= EXERCISE TASKS =
(a) In the arXiv diagram-scraping notebook, what value is assigned to brightness_thresh?
(b) Write out the passage of the arXiv diagram-scraping notebook starting at "# Nope, doesn'" and ending at "print('downloaded', id)", keeping every character unchanged.

= EXCERPT PROVIDED =

---

## CURSE OF DIMENSIONALITY
**Philipp Schmitt, 2020**

This notebook contains a workflow to download diagrams from www.arxiv.org, an open-access archive of research papers popular in the machine learning community.

**Careful: re-running this notebook will overwrite the diagrams/ folder and image-list.js file, altering the work.**

## Scraping Diagrams

In [42]:
import requests
from xml.etree import ElementTree
import os
import urllib
import tarfile
import glob
import shutil
from PIL import Image, ImageStat
from wand.image import Image as WandImage
import wand

In [53]:
# Define a query for the arxiv.org search. A few examples:
# "all:latent+space"
# "all:curse+of+dimensionality"
# "all:high+dimensional+space"
# "1209.4915" (This one will return just a single paper. Useful for testing)
query = "all:'curse of dimensionality'"

# Set http request params
start = 0
max_results = 100
url = "http://export.arxiv.org/api/query?search_query=%s&start=%d&max_results=%d" % (query, start, max_results)

# Make request and store response xml tree
response = requests.get(url)
tree = ElementTree.fromstring(response.content)

print('entries found:', len(tree.findall('{http://www.w3.org/2005/Atom}entry')))

entries found: 100


In [48]:
# Settings
valid_filetypes = ['png', 'jpg', 'jpeg', 'gif', 'pdf']
# folders in which diagrams will be exported. Relative to Jupyter directory
download_folder = 'downloads/'
dest_folder = 'diagrams/'
# I filter diagrams by the image brightness. That way I get mostly figures on white background
brightness_thresh = 200
# create a list of filenames
file_list = []

In [None]:
# Create output folder if it doesn't exist yet
if not os.path.exists(dest_folder):
    os.makedirs(dest_folder)
        
# Iterate through document tree
for item in tree.findall('{http://www.w3.org/2005/Atom}entry'):
    id = item.find('{http://www.w3.org/2005/Atom}id').text.split('/')[-1]
    src_url = 'http://arxiv.com/e-print/%s' % id
    
    # Store the paper and all assets in a downloads folder first.
    folder = download_folder + '%s/' % id
    file = folder + 'download.tar.gz'
    
    # Skip download if that paper was already downloaded
    # (could have been part of an earlier query)
    if os.path.exists(folder):
        print('skipped', id)

    # Nope, doesn' exist. Download the paper then!
    else:
        os.makedirs(folder)
        try:
            urllib.request.urlretrieve(src_url, file)
        except:
            print(id, 'had an error')
            continue
        print('downloaded', id)

        # extract compressed file
        try:
            tar = tarfile.open(file, "r:gz")
            tar.extractall(folder)
            tar.close()
        except: 
            try:
                tar = tarfile.open(file, "r:")
                tar.extractall(folder)
                tar.close()
            except:
                pass
        
        # iterate over files to select keepers
        for i, filename in enumerate(glob.iglob(folder + '**', recursive=True)):
            
            # first, check if file has approved file type
            if filename.split('.')[-1] in valid_filetypes:
                filetype = filename.split('/')[-1][-4:]
                fn = filename
                im = 0
    
                # convert PDF images to JPG format
                if filetype == '.pdf':
                    with WandImage(filename=fn, resolution=200) as img:
                        img.background_color = wand.color.Color('white')

---

(Items in a dataset)
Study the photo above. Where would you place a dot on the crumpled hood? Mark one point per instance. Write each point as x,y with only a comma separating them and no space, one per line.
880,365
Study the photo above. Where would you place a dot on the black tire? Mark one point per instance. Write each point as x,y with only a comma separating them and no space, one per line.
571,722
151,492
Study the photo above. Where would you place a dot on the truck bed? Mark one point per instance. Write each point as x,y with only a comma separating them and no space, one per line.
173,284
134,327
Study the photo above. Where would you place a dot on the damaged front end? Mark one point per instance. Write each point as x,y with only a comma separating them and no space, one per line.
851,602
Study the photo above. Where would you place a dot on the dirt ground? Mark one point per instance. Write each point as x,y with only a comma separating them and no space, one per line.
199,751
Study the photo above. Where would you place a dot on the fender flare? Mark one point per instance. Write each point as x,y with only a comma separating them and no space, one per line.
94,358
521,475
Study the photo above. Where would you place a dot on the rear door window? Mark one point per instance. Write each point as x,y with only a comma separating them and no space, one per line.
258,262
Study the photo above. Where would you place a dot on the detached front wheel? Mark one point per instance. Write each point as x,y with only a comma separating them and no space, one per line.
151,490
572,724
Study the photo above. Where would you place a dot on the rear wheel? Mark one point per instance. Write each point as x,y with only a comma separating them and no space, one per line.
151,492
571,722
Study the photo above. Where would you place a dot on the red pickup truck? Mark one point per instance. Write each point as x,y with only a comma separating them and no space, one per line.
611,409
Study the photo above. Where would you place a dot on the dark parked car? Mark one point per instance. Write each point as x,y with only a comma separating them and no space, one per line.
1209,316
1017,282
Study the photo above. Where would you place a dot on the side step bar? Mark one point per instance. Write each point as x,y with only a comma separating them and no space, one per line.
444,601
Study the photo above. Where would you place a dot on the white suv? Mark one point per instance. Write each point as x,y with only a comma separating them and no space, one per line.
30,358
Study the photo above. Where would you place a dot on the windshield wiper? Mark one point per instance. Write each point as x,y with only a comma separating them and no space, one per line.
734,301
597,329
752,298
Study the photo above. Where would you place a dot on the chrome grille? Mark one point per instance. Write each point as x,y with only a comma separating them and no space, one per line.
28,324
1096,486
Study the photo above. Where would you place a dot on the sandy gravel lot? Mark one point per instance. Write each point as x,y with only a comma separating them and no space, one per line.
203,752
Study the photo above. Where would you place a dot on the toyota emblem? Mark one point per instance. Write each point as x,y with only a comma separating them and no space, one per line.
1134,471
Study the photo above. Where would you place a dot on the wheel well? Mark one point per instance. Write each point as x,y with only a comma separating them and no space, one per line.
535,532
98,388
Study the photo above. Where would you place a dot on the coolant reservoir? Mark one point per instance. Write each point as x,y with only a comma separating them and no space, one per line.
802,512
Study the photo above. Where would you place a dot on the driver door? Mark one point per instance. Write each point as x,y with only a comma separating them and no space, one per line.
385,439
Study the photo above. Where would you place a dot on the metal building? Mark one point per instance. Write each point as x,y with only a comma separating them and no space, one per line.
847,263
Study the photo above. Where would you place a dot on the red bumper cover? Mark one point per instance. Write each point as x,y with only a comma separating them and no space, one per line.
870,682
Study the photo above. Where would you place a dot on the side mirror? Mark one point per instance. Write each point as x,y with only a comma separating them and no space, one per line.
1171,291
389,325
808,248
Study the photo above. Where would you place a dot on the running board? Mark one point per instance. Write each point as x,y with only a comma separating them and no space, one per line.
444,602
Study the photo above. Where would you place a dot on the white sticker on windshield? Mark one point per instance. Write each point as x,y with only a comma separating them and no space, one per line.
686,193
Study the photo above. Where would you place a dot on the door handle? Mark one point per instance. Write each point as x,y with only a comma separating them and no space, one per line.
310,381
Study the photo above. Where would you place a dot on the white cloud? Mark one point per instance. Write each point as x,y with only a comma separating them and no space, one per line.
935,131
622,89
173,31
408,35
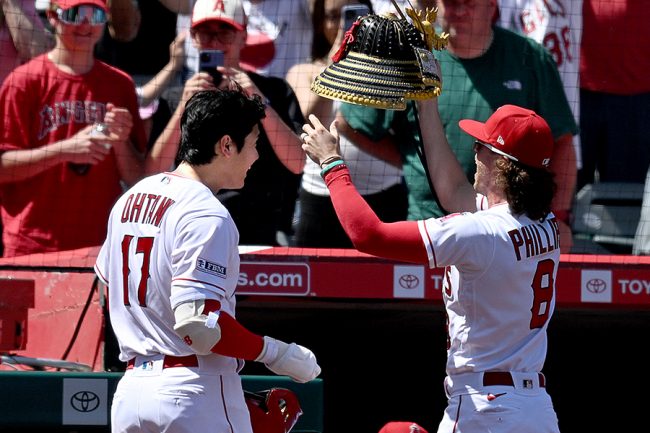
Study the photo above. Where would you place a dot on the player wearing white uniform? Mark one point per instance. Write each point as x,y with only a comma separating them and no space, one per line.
500,263
556,24
171,265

---

= ANSWERS BY TASK =
(a) 200

(b)
# Nope, doesn' exist. Download the paper then!
    else:
        os.makedirs(folder)
        try:
            urllib.request.urlretrieve(src_url, file)
        except:
            print(id, 'had an error')
            continue
        print('downloaded', id)